### Task
Although the entries contain pictures, only their words should be duplicated exactly.

Saved data entries:

──────

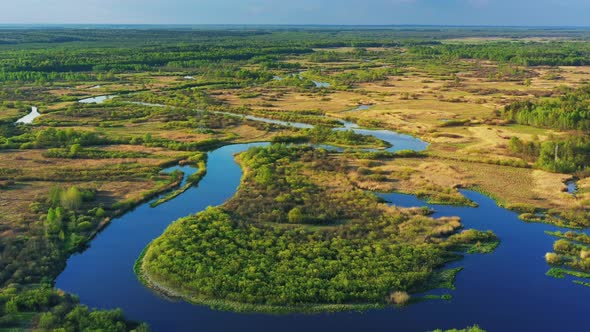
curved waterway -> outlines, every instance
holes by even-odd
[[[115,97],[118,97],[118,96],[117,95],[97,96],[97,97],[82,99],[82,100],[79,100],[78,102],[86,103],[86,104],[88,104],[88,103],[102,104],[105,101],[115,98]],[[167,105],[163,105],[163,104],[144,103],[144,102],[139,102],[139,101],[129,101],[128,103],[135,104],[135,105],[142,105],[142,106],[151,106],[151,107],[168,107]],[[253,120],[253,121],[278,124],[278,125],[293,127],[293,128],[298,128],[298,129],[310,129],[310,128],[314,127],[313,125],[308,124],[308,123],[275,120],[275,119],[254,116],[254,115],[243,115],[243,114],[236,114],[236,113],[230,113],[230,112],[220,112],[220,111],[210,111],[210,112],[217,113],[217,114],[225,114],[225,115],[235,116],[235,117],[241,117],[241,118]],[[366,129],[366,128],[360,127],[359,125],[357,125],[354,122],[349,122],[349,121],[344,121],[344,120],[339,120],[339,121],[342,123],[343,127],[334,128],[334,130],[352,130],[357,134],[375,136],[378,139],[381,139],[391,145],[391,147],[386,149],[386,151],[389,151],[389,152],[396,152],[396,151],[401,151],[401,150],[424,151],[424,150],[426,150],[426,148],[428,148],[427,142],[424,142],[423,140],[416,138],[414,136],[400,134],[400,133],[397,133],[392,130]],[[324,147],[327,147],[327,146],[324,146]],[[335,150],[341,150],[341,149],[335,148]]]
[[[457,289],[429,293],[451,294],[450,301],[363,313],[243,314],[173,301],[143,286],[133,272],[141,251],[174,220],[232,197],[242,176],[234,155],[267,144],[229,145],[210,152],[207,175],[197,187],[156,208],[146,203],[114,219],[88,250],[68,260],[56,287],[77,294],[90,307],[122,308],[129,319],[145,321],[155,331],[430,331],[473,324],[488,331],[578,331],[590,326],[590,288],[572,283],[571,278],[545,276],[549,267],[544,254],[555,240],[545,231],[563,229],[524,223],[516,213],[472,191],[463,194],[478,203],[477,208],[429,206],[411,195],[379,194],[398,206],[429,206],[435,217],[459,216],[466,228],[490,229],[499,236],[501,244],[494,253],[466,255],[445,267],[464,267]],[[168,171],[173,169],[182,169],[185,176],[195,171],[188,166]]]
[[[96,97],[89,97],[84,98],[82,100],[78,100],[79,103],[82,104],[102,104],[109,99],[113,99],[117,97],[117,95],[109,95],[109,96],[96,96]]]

──────

### Answer box
curved waterway -> outlines, every instance
holes by even-odd
[[[115,97],[118,97],[118,96],[117,95],[97,96],[97,97],[82,99],[82,100],[79,100],[78,102],[86,103],[86,104],[88,104],[88,103],[102,104],[105,101],[115,98]],[[167,105],[163,105],[163,104],[144,103],[144,102],[139,102],[139,101],[129,101],[128,103],[135,104],[135,105],[142,105],[142,106],[151,106],[151,107],[168,107]],[[253,120],[253,121],[278,124],[278,125],[293,127],[293,128],[298,128],[298,129],[310,129],[310,128],[314,127],[313,125],[308,124],[308,123],[275,120],[275,119],[254,116],[254,115],[243,115],[243,114],[236,114],[236,113],[230,113],[230,112],[220,112],[220,111],[210,111],[210,112],[217,113],[217,114],[225,114],[225,115],[235,116],[235,117],[241,117],[241,118]],[[366,129],[366,128],[360,127],[359,125],[357,125],[354,122],[349,122],[349,121],[344,121],[344,120],[339,120],[339,121],[342,123],[343,127],[334,128],[334,130],[352,130],[357,134],[375,136],[378,139],[381,139],[391,145],[391,147],[386,149],[386,151],[389,151],[389,152],[396,152],[396,151],[401,151],[401,150],[424,151],[424,150],[426,150],[426,148],[428,148],[427,142],[424,142],[423,140],[416,138],[414,136],[400,134],[400,133],[397,133],[392,130]],[[324,147],[327,147],[327,146],[324,146]],[[335,150],[341,150],[341,149],[335,148]]]
[[[457,289],[429,293],[451,294],[450,301],[363,313],[243,314],[173,301],[143,286],[133,272],[141,251],[174,220],[232,197],[242,176],[234,155],[267,144],[229,145],[210,152],[207,175],[197,187],[156,208],[146,203],[114,219],[88,250],[68,260],[56,287],[77,294],[90,307],[122,308],[129,319],[145,321],[155,331],[430,331],[473,324],[488,331],[578,331],[590,326],[590,288],[572,283],[571,278],[545,276],[549,267],[544,254],[555,240],[545,231],[563,229],[524,223],[516,213],[472,191],[463,194],[478,203],[477,208],[429,206],[411,195],[379,194],[398,206],[429,206],[435,217],[459,216],[466,228],[490,229],[499,236],[501,244],[494,253],[466,255],[445,267],[464,267]],[[168,171],[173,169],[182,169],[185,176],[195,171],[188,166]]]
[[[96,97],[89,97],[84,98],[82,100],[78,100],[79,103],[82,104],[102,104],[109,99],[113,99],[117,97],[117,95],[109,95],[109,96],[96,96]]]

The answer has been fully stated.